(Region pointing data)
──────────

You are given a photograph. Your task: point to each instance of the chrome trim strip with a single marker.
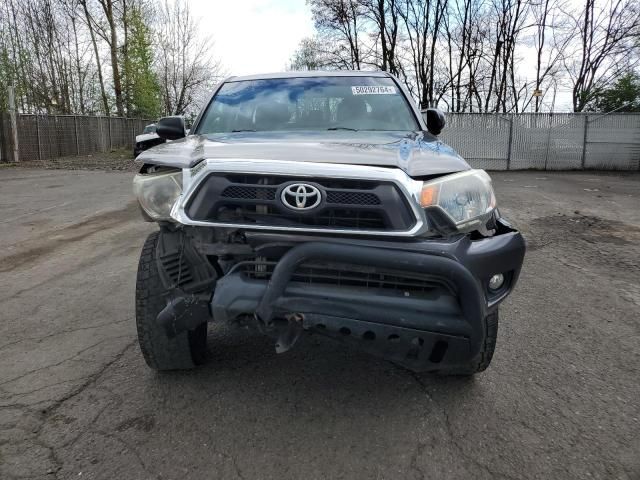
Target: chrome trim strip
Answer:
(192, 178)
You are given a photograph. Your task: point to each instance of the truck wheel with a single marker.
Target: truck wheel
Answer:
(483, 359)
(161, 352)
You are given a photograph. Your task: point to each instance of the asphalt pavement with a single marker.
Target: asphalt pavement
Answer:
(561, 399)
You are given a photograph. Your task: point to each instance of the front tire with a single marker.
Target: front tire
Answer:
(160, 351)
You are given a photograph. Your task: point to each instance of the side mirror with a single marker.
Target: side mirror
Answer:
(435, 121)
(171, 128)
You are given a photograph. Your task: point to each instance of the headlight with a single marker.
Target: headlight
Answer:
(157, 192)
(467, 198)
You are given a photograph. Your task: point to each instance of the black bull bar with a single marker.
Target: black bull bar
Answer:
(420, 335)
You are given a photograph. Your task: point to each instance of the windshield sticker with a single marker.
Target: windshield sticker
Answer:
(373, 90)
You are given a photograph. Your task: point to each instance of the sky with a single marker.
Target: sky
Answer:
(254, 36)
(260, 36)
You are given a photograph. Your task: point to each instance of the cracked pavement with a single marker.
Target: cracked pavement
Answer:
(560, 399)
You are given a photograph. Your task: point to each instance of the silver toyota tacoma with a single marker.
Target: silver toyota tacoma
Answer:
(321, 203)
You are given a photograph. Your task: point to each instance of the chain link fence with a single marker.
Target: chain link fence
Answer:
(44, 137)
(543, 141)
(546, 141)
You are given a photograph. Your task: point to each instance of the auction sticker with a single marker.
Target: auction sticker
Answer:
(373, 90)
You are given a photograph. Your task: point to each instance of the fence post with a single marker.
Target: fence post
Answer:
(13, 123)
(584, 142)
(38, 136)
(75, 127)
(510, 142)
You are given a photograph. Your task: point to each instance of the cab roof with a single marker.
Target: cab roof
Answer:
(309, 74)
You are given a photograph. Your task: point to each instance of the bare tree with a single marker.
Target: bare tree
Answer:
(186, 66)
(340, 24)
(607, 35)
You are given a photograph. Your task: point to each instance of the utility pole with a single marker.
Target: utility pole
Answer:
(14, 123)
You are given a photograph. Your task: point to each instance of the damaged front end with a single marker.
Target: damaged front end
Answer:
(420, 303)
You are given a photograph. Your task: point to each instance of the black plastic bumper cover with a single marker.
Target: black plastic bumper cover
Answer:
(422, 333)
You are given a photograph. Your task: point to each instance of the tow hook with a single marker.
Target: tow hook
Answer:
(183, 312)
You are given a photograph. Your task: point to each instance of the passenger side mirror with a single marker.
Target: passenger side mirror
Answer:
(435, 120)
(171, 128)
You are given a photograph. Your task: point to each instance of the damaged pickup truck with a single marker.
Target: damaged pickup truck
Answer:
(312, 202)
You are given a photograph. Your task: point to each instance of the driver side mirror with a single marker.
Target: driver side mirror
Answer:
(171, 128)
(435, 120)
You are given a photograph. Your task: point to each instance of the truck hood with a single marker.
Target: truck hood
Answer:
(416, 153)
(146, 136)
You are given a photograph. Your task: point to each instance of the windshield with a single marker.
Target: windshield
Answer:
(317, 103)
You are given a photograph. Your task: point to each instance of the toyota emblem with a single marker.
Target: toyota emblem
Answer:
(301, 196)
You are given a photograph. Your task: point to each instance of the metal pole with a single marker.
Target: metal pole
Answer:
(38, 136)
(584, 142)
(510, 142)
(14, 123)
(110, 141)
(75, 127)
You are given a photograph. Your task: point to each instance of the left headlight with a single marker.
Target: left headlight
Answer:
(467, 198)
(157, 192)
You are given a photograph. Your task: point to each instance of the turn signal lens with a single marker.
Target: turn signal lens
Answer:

──────────

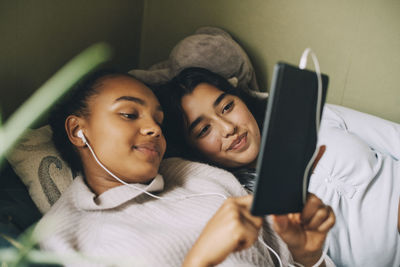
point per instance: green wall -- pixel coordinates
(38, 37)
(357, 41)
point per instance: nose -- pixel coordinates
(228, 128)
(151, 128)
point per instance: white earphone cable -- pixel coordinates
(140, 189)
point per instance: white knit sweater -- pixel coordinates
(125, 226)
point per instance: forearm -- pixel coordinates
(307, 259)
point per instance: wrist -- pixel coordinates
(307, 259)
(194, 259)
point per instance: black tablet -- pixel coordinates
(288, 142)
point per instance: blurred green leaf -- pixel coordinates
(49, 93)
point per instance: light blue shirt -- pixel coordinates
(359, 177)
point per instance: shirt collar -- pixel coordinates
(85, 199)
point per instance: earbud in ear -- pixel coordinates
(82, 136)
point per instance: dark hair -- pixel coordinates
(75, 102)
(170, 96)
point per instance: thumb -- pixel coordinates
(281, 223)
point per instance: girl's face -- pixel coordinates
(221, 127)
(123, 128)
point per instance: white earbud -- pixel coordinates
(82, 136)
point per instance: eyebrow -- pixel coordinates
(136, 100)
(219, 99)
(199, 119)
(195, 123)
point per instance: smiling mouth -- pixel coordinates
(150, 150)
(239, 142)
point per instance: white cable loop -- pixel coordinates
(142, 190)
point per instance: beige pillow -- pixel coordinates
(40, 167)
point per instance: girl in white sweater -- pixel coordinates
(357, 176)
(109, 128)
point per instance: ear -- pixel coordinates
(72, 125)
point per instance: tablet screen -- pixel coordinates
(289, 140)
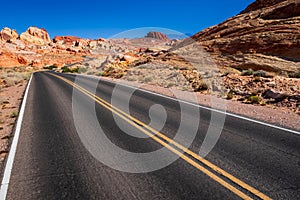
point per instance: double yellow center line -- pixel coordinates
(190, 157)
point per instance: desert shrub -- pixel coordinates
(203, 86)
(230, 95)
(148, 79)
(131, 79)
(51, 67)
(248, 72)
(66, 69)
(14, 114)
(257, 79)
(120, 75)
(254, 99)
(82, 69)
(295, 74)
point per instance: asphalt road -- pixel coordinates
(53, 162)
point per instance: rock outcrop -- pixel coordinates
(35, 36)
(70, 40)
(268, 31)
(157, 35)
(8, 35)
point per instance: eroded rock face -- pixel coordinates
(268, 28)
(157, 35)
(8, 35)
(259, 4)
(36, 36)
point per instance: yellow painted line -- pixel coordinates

──────────

When copying from the data above, begin at the line containing "strip with a single marker." and end at the line containing "asphalt pavement with a single marker."; return those lines exactly and leave all pictures behind.

## SOLVED PROBLEM
You are given a photograph. Your task: point to each instance of the chrome trim strip with a single marker.
Target: chrome trim strip
Answer:
(192, 178)
You are given a photograph. Your task: point to each instance of the truck wheel with a single marker.
Target: truck wheel
Answer:
(483, 359)
(161, 352)
You are given a photograph. Your task: point to each instance of the asphalt pavement with a single marker.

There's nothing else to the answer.